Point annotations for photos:
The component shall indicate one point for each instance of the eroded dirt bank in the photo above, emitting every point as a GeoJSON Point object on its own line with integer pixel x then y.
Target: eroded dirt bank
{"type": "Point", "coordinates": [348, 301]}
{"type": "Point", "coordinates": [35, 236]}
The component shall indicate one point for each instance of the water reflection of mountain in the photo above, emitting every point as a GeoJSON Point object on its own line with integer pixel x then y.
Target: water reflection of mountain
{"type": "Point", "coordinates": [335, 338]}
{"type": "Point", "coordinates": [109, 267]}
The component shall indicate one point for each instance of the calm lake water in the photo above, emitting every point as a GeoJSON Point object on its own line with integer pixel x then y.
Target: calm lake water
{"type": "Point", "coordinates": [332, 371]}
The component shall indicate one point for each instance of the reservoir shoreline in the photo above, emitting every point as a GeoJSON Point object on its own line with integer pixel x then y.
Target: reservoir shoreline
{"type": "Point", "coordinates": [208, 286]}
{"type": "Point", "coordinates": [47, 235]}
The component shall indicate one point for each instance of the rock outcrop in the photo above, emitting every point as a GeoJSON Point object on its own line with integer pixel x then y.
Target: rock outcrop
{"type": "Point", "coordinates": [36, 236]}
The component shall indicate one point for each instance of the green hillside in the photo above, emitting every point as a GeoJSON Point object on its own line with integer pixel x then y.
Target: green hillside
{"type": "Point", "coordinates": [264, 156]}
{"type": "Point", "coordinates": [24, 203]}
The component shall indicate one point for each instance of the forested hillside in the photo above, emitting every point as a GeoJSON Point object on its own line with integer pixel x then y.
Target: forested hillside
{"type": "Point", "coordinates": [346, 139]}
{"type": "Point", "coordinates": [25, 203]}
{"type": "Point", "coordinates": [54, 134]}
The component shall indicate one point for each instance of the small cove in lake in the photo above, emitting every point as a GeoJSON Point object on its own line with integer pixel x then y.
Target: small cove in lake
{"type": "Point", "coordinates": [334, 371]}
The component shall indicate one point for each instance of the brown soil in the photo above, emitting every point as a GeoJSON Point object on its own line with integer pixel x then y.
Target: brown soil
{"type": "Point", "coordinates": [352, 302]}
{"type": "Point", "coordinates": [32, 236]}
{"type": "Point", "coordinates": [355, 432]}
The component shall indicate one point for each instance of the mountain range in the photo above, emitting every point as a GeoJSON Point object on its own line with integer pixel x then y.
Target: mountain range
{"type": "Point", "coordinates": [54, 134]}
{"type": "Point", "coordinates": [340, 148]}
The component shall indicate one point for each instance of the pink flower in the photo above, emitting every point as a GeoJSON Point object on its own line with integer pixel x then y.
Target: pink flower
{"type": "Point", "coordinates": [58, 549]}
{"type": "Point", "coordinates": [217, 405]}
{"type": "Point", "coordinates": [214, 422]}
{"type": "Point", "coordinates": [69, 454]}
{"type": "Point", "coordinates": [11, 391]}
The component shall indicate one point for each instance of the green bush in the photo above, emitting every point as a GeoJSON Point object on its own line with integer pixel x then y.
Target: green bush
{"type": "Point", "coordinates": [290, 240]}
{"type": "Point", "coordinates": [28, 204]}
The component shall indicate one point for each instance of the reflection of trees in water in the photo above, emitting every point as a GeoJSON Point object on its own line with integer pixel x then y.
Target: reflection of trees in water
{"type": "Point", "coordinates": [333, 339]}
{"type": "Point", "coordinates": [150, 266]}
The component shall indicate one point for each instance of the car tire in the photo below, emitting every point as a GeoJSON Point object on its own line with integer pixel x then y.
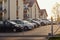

__What to work on__: Revise the records above so that "emitting every point" becomes "outputting each point" wherever it appears, keeping everything else the same. Leave the pictures out of your answer.

__Final answer__:
The component shall indicate one point for each instance of the eroded dirt bank in the photo above, outputting each point as a GeoJSON Point object on its own line with integer pixel x then y.
Target: eroded dirt bank
{"type": "Point", "coordinates": [348, 301]}
{"type": "Point", "coordinates": [35, 236]}
The component shall indicate one point for each instance of the water reflection of mountain in the photo above, outputting each point as a GeoJSON Point object on its own line with integer pixel x then y.
Target: water reflection of mountain
{"type": "Point", "coordinates": [335, 338]}
{"type": "Point", "coordinates": [109, 267]}
The component shall indicate one point for each instance of the calm lake water in the photo above, outputting each point as a GeoJSON Point object on its own line with integer pixel x then y.
Target: calm lake water
{"type": "Point", "coordinates": [332, 371]}
The component shall indicate one point for each instance of the reservoir shoreline in the photo above, outputting each point as a GeoJSON Point object on its own line with integer pixel x then y.
Target: reservoir shoreline
{"type": "Point", "coordinates": [208, 286]}
{"type": "Point", "coordinates": [47, 235]}
The component shall indicate one point for each instance of the rock outcrop in the photo above, outputting each point as a GeoJSON Point object on its own line with integer pixel x then y.
Target: rock outcrop
{"type": "Point", "coordinates": [36, 236]}
The component shall indicate one point for each instance of the green hillside in the photo above, outputting each point as a GeoJSON Point object on its own line with integer pixel x then y.
Target: green hillside
{"type": "Point", "coordinates": [264, 156]}
{"type": "Point", "coordinates": [24, 203]}
The component shall indicate one point for each instance of the forested hillside in the photo above, outputting each point as a GeoJSON Point object on its own line with integer pixel x then y.
Target: forested hillside
{"type": "Point", "coordinates": [346, 139]}
{"type": "Point", "coordinates": [25, 203]}
{"type": "Point", "coordinates": [54, 134]}
The component shall indicate one point for each instance of the small cove in lake in the photo above, outputting each point as a GeoJSON Point object on its own line with integer pixel x then y.
Target: small cove in lake
{"type": "Point", "coordinates": [334, 371]}
The component shall indicate one point for each instance of the brown soil in the photo above, outputting each point as a GeoJSON Point object on its own line with integer pixel x then y.
Target: brown soil
{"type": "Point", "coordinates": [352, 302]}
{"type": "Point", "coordinates": [32, 236]}
{"type": "Point", "coordinates": [355, 432]}
The component shall indicate one point for each instance of the mountain range in the photo above, outputting each point as a GeoJSON Point object on its own line with integer pixel x then y.
Target: mountain range
{"type": "Point", "coordinates": [54, 134]}
{"type": "Point", "coordinates": [340, 148]}
The component shall indicate one point for each instance of the pink flower in the photo above, outputting each point as a GeoJSON Point object on its own line with integer pixel x then y.
Target: pink flower
{"type": "Point", "coordinates": [58, 549]}
{"type": "Point", "coordinates": [217, 405]}
{"type": "Point", "coordinates": [214, 422]}
{"type": "Point", "coordinates": [69, 454]}
{"type": "Point", "coordinates": [11, 391]}
The component shall indicate one point for each instance of the green bush in the photo above, outputting each point as a GeoJSON Point object on its own line with integer pixel x then y.
Target: green bush
{"type": "Point", "coordinates": [290, 240]}
{"type": "Point", "coordinates": [28, 204]}
The component shall indicate one point for each instance of the reflection of trees in water in the photo above, outputting each point as a GeoJSON Point object on its own line with integer pixel x then y.
Target: reflection of trees in water
{"type": "Point", "coordinates": [333, 339]}
{"type": "Point", "coordinates": [150, 266]}
The component shall indicate one point for each instance of the car tire in the photo below, outputting each point as a GeoJSON Point object on its own line with integer pixel x then y.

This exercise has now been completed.